▶ [WORK TO DO]:
Print the material below line for line, changing nothing.

Items stored from a collection:

-- -- --

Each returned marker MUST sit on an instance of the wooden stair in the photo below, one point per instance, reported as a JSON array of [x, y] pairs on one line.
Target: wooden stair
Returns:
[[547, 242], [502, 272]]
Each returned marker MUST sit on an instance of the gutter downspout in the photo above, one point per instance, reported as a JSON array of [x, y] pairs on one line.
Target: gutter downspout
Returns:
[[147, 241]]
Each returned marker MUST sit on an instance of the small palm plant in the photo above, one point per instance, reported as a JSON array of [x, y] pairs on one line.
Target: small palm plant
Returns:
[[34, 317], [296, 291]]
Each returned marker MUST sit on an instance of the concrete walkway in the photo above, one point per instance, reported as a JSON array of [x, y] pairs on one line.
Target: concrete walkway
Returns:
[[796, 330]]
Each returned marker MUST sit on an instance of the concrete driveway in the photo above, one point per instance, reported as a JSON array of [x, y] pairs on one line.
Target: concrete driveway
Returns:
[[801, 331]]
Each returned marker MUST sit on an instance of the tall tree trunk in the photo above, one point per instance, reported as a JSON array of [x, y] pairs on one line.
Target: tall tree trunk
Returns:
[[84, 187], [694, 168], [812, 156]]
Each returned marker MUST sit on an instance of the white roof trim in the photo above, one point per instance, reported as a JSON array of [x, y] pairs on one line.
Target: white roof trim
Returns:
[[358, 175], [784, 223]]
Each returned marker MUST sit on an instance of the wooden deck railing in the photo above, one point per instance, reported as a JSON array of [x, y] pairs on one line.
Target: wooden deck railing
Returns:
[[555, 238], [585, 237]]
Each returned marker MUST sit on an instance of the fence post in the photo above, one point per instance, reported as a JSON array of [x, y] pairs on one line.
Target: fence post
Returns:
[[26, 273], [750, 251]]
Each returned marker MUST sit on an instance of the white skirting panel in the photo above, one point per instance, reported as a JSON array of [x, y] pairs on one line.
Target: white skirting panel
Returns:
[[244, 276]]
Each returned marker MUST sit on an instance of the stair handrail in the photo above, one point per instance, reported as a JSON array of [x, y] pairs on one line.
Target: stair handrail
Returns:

-- -- --

▶ [RESPONSE TO THIS TASK]:
Each returned marker MUST sit on an instance of the wooden stair in the photo below, one point per instance, reported as a JSON array of [x, y] pairs on one line.
Target: wooden stair
Returns:
[[547, 242], [502, 272]]
Each returned marker MUST sit on an instance of the gutter downspout in the photo above, one point per instance, reported as a JSON array of [x, y] pairs on one line.
Target: gutter downspout
Returns:
[[147, 241]]
Each returned marker MUST sit on an instance of the small palm plant in the photo above, one point per instance, reported as a JSON array of [x, y] pairs on one line.
Target: small palm plant
Returns:
[[34, 317], [296, 291]]
Each returned marker MUST sit on an instance of the concrete walkway in the photo above, one point per instance, reported as a JSON array of [x, y] pairs on one line.
Target: concrete walkway
Returns:
[[796, 330]]
Each returned marker MUST sit on an instance of the concrete driveway in the photo above, one point per instance, reported as a JSON array of [x, y] pairs on one line.
Target: concrete driveway
Returns:
[[801, 331]]
Each returned marker MUST sit on an instance of the tall tree trunk in the photo above, one point per instance, reported as a JSON array of [x, y] pairs on one line.
Target: tall tree trunk
Returns:
[[84, 187], [694, 168], [812, 156]]
Each returned marker MUST sit on an instance of the white roof trim in the photo above, one point per instance, reported as a JSON array of [x, y] pairs on one line.
Target: white roof trim
Returns:
[[358, 175], [784, 223]]
Each returned marker MUST sit on an instance of the wooden deck railing in the photo above, one point per instance, reported as a JSON array of [x, y] pairs on one line.
Target: wooden deck railing
Returns:
[[555, 238], [585, 237]]
Each returned marker MUST sit on an instance of the fence post in the photo above, one point per instance, reported as a JSON array of [x, y] pairs on one line.
Target: fence post
Returns:
[[26, 273], [750, 251]]
Each returned marker MUST sit on an instance of the white skirting panel in the photo above, one point per instance, reported as a JSON array of [x, y] pairs on one line.
Target: white skirting panel
Returns:
[[244, 276]]
Each returned marker MUST sit on an instance of the stair handrail in the photo above, one point per instance, reported as a JSON array of [x, y] pairs on one line.
Target: stair handrail
Returns:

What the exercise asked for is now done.